_DOCUMENT TEXT_
- - -

In 2022, we lost more than 2,400 Marylanders to fatal overdoses. Nearly 700 of those deaths occurred in Baltimore, Anne Arundel, and Prince George’s counties –– the districts we represent and are sworn to protect. These are more than just numbers on a report; they are a reminder that people who use drugs do not have adequate support networks to meet their needs. As public officials, it is our duty to step up and do everything we can to protect our communities.
The risk of a drug overdose is increasingly widespread. Driving these high mortality rates are synthetic opioids, primarily illicitly manufactured fentanyl. From September 2021 to September 2022, fentanyl was a factor in 80 percent of fatal overdoses. We must address this epidemic with humanity and take meaningful action to empower those in our communities who are the hardest hit by the overdose crisis, which are disproportionately Black and brown people.
Our state is already making strides to safeguard Marylanders from harm by expanding access to naloxone, the highly effective overdose-reversal medication, and funding for opioid treatment programs. While this is a step in the right direction, these initiatives will more effectively prevent fatalities if they work in tandem with other harm reduction programs, such as syringe service programs and overdose prevention sites, to maintain consistent support.
That is why we are sponsoring HB 0953/SB 0618, the Overdose and Infectious Disease Prevention Services Program bill, which would allow community-based organizations to provide harm reduction services that support a public health solution to a public health crisis.
Syringe service programs provide sterile syringes to people who use drugs and dispose of the syringes properly, which is proven to reduce the transmission of bloodborne illnesses and increase public safety by removing hypodermic materials from public spaces.
Overdose prevention sites are safe, private spaces where people can use their pre-obtained drugs under supervision with immediate access to life-saving interventions, such as naloxone. The sites can also refer participants to treatment facilities or other resources to offer comprehensive care and support. Studies show that new patients of an overdose prevention site are five times more likely to begin treatment and three times more likely to reduce or stop using drugs.
Notably, there have been zero cases of fatal overdose at any of the approximately 200 prevention sites operating around the world, including at OnPoint NYC –– the first U.S. site, which opened in New York City in November 2021. OnPoint offers holistic care to people who use drugs, providing sterile drug-use supplies and disposal services and safer-drug-use education. It also provides clinical services, including testing for HIV and referral to medication-assisted treatment, on-site therapy and case management, and more, in addition to operating two overdose prevention sites.

- - -

_DATA SEGMENT_
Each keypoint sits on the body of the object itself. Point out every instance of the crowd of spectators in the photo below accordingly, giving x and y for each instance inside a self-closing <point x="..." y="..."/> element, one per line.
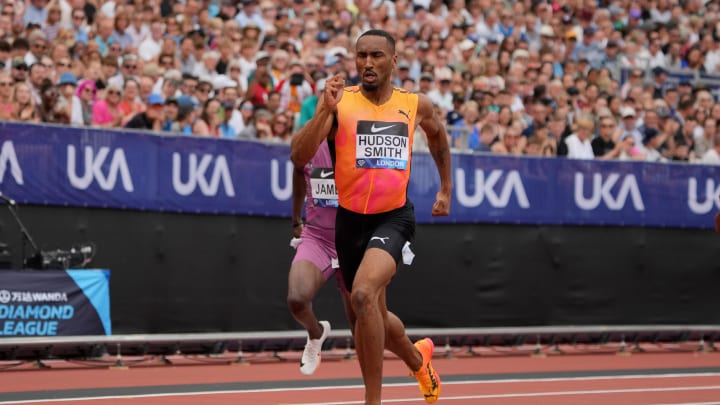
<point x="577" y="78"/>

- - -

_APPLY WHAT YOU READ_
[1] Name every Maryland county that the overdose prevention text mentions.
[2] Write the next part of the overdose prevention text, picking up after its final sentence.
The listing has no connection to the overdose prevention text.

_LIST OF ANSWERS_
[1] Baltimore, Anne Arundel, Prince George’s

[2]
These wraparound services support the whole person to increase their quality of life, embodying the organization’s commitment to creating a compassionate, empathetic space. When stigma and criminalization push people who use drugs to the margins of society, OnPoint works to build trust with each participant, treating them with the respect and dignity they deserve. OnPoint’s prevention sites have served more than 2,300 people and reversed more than 700 overdoses. Their results are further evidence that these spaces save lives, reinforcing what we’ve known for years: Overdose prevention sites are still one of the most powerful tools at our disposal in fighting the overdose crisis.
Simply put, if we want to help our communities heal from these tragic losses and prevent future devastation, we must expand harm reduction services across our state. To be clear, these spaces for drug consumption will not provide drugs. But because we know that drug use is already happening, these programs provide a safe space for people to consume pre-obtained substances in close proximity to trained staff rather than in isolation. By providing an outlet and fostering connection and community, we can help bring people who use drugs out of isolation and get them the care we owe them.
We all care deeply about preventing overdose deaths. Together, we can expand services for some of the most vulnerable members of our state and save lives. The time is now.
Joseline A. Peña-Melnyk represents District 21 in the Maryland House of Delegates.
Shelly L. Hettleman represents District 11 in the Maryland Senate.